#### EXERCISE DIRECTIONS:
Revise all of the material below by swapping "marker" for "pin" wherever it appears and keeping every other word the same. Omit the pictures from your answer.

#### Extracted records:
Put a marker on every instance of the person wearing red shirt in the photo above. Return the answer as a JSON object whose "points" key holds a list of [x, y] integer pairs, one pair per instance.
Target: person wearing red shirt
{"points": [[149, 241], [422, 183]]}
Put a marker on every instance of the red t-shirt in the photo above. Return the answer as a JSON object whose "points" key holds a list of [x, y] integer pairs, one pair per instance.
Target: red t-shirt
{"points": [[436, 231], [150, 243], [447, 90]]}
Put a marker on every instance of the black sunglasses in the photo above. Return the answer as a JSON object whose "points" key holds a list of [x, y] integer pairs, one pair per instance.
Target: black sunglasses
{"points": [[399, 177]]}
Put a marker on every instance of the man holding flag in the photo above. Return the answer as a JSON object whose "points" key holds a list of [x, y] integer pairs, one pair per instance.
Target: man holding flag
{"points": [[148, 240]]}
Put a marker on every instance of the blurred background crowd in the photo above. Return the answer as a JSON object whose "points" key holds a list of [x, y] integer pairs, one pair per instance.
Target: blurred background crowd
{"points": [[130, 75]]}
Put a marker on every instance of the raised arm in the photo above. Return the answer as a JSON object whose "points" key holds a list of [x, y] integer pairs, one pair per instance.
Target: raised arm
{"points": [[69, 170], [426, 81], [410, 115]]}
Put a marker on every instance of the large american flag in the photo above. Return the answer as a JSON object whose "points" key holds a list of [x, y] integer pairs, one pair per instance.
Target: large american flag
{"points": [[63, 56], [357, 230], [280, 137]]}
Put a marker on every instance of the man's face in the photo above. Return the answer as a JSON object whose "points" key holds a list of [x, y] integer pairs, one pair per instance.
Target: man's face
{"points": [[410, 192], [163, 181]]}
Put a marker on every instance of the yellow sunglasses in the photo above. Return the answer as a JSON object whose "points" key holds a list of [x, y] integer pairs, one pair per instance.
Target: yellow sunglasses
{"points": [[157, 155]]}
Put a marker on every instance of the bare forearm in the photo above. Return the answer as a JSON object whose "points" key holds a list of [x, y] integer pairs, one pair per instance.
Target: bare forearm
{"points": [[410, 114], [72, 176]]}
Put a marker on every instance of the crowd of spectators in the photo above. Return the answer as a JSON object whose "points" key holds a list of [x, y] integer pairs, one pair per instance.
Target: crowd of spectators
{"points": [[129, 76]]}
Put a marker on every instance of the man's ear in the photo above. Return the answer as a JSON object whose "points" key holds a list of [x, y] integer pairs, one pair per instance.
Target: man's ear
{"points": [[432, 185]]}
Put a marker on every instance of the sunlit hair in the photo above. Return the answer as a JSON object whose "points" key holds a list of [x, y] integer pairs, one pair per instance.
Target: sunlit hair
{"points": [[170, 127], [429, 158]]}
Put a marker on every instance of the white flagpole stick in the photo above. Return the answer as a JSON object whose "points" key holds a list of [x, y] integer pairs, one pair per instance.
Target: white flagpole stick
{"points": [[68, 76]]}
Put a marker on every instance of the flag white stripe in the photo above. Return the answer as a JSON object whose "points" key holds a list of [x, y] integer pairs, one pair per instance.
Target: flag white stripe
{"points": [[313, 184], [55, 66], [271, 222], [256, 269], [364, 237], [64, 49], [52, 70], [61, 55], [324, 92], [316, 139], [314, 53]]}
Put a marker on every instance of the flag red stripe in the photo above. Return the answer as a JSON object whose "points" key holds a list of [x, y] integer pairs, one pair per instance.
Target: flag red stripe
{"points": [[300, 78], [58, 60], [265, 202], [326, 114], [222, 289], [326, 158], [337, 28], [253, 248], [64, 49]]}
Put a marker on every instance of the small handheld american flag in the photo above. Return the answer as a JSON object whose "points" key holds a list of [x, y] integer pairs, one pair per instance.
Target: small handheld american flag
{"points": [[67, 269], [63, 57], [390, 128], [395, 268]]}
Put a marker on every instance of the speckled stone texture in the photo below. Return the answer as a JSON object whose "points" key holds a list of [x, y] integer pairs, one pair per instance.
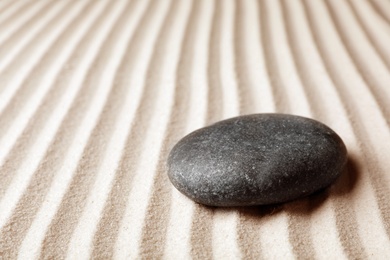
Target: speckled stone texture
{"points": [[256, 160]]}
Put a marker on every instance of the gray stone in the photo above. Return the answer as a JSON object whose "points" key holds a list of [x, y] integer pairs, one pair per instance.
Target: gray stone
{"points": [[256, 160]]}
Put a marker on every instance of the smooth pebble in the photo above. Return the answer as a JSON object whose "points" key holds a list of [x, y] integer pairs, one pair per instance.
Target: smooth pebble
{"points": [[256, 159]]}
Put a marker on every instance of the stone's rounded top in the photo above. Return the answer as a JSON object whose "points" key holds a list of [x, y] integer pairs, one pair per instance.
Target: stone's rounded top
{"points": [[256, 159]]}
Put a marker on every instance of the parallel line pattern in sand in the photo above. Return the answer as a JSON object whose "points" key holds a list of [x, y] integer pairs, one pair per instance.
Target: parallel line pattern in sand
{"points": [[94, 94]]}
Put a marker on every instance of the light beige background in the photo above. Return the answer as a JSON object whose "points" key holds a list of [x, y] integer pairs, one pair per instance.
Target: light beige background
{"points": [[93, 94]]}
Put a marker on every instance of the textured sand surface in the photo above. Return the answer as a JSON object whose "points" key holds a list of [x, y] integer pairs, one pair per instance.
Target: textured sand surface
{"points": [[94, 94]]}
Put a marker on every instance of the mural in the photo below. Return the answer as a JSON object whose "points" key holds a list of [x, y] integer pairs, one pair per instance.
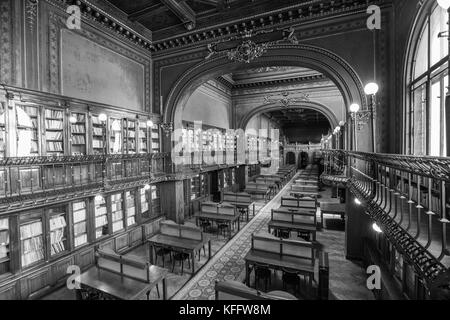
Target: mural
{"points": [[95, 73]]}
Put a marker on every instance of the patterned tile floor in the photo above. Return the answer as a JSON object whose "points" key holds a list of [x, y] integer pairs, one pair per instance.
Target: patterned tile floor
{"points": [[347, 279]]}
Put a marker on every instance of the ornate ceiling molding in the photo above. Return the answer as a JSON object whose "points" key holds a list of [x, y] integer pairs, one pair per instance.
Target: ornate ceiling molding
{"points": [[279, 19]]}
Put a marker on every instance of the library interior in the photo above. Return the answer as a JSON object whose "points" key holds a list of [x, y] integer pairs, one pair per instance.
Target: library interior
{"points": [[224, 150]]}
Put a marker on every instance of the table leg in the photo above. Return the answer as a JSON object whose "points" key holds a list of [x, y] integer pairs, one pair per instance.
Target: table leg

#### OUTPUT FOR THIS TASK:
Put a pin on every instance of the person wearing red shirt in the photo above. Return the answer as a JSON object whose "points" key holds a list of [x, y] integer pairs, one pair per instance.
Target: person wearing red shirt
{"points": [[149, 241], [422, 183]]}
Put a pin on every instance of the red t-shirt in the photo above. Return the answer as a JSON object whose "points" key holds a list of [x, y] integer pairs, one pair per instance.
Target: red t-shirt
{"points": [[436, 231], [150, 243], [447, 90]]}
Put a pin on every instance of the black sunglasses in the photo above. Return the answer as a JSON object whose "points" key holds a list of [x, y] integer pairs, one pair per instance.
Target: black sunglasses
{"points": [[399, 177]]}
Put a pin on every instance of the man holding flag in the photo above. Return the answer as a JSON object whose "points" key holds a list of [x, y] integer pairs, one pair per instance.
Target: man holding flag
{"points": [[148, 240]]}
Put a pin on every instance of the blurred background crowd in the photo above. Return the answer as a JSON object whose "points" key holds a list of [x, y] integer pairs, one pair per instance.
Target: blurred background crowd
{"points": [[130, 75]]}
Put a pin on every instance of the raised arm in the photo above. Return the answer as a JSON object whose "points" key holds a list of [x, y] integer pairs, one pair per instance.
Target: raised arm
{"points": [[69, 170], [426, 81], [410, 115]]}
Put a pin on every instance of the large american flag in the photo above. Return the answer as a JSON object whose "points" key holds a list of [x, y] integer pairs, one pair per instance.
Target: large american flag
{"points": [[63, 56], [357, 230], [280, 137]]}
Put a pin on every instance of the man's face in the photo above. Return the answer as a JSON object whose "points" key holds a list of [x, y] integer pairs, one pair per instance.
Target: man's face
{"points": [[410, 192], [163, 181]]}
Put a pin on every instance of the yellow sunglasses in the photo above. Return the answer as a JSON object whose "points" key holds a list of [x, y] integer pairs, one pair per instance.
Target: yellow sunglasses
{"points": [[157, 155]]}
Put a pin on every instance of the bare forearm in the photo above. Return the answer as a JSON object whose "points" key holds a list of [x, y] integer pairs, one pair per instance.
Target: bare forearm
{"points": [[410, 114], [72, 176]]}
Put a pin on every instance of the crowd of spectators in the photo above. Return the answer as a JSON object whose "points" key holds a list of [x, y] integer pairs, one pair per instance.
Target: crowd of spectators
{"points": [[129, 76]]}
Put a pin on every instance of the man's ear in the photo above. Return the answer as a JSON object whose "points" key holds a list of [x, y] integer pairs, one pair per instance.
Target: man's ear
{"points": [[432, 185]]}
Put a pin on every instance of the sunlit hair in the photo above. Return the answer as a JSON object whose "points" key holds a list of [x, y] integer pairs, one pair per instance.
Target: sunlit hair
{"points": [[170, 127], [429, 158]]}
Put a pin on every instance of the white flagpole stick in the photo above. Return the answer as a JSON object whose "points" key holds a list of [x, y] integer pairs, one pair per instance.
Target: white flagpole stick
{"points": [[68, 76]]}
Put a pin on every instance of the flag white stripe in the photo above. Return the answer as a JSON object whose "points" key holds a list of [x, y] integer pairs, one pair per instance.
Target: flag white stripe
{"points": [[313, 184], [55, 66], [271, 222], [256, 269], [364, 237], [64, 49], [52, 70], [61, 55], [324, 92], [316, 139], [314, 53]]}
Put a pin on every instance of the flag red stripe in the photo above. Return the answer as a JSON object whose "points" key holds a list of [x, y] integer pairs, one pair per instance.
Target: flag red stripe
{"points": [[300, 78], [58, 60], [265, 202], [326, 114], [222, 289], [326, 158], [337, 28], [253, 248], [64, 49]]}
Put a pin on every instance of the small handheld american flag in the photo above. Return the answer as a JSON object whose "points" key holds a list of [x, y] integer pairs, one pair per instance.
Target: small handheld american flag
{"points": [[67, 269], [63, 57], [390, 128], [395, 268]]}
Put a pin on every instance of the speckled stone texture in the photo below. Return the answer as a JSON object whose "points" key holds a list of [x, y] integer pairs, one pair per instance.
Target: speckled stone texture
{"points": [[256, 160]]}
Put a pin on every instance of the gray stone in the photo above. Return the answer as a JSON object whose "points" key holds a list of [x, y] integer pairs, one pair per instance.
Target: gray stone
{"points": [[256, 160]]}
Put a pin on every instance of the smooth pebble in the photo above. Return the answer as a JSON object whose "points" key holds a list of [x, y] integer pairs, one pair per instance.
Target: smooth pebble
{"points": [[256, 159]]}
Put a pin on every instance of the stone's rounded top in the photo above. Return the answer as a JSON object whose "points" key holds a list of [x, y] integer pairs, one pair per instance.
Target: stone's rounded top
{"points": [[256, 159]]}
Put a pin on every instance of the parallel line pattern in sand in the photo above. Return the answer as a JSON object whose "points" key holds a list of [x, y] integer pairs, one pair per instance.
Target: parallel line pattern in sand
{"points": [[94, 94]]}
Put a pin on every instance of the light beige background in the photo above. Return the answer as a JSON object whose "points" key holds a list of [x, y] integer pairs, one pair per instance.
Target: light beige background
{"points": [[93, 94]]}
Put a pin on every instance of the textured sand surface in the photo above. Return the answer as a JSON object whose "points" key holds a list of [x, y] integer pairs, one pair per instance.
Target: textured sand surface
{"points": [[94, 94]]}
Put a pin on every instance of the mural in the photo below. Return the answer as a JSON object whose "points" key holds a list of [x, y] integer pairs, one pair per instance.
Target: mural
{"points": [[95, 73]]}
Put a pin on every instance of the patterned tile floor in the photo above. Return the answer as a JSON object whose "points" key holds a list of [x, y] integer pairs, one pair per instance.
Target: patterned tile floor
{"points": [[347, 279]]}
Put a pin on every instance of the ornate ceiling molding in the photo above. Return the answer as a JSON object whose "points" key holds a list of [x, y] integer pairs, one pair per instance.
Target: ornate ceiling molding
{"points": [[279, 19]]}
Put a pin on every instance of the library interior in the photo above. Return the answer as a JSON object whose "points" key holds a list of [x, y] integer pairs, one pair per instance.
Target: library interior
{"points": [[224, 150]]}
Put a pin on every instance of the table leg in the photo above. Return the answer as a JSON object whose "points" key holds a list of [x, y] integer pairs, one pair per instance.
Target: table leg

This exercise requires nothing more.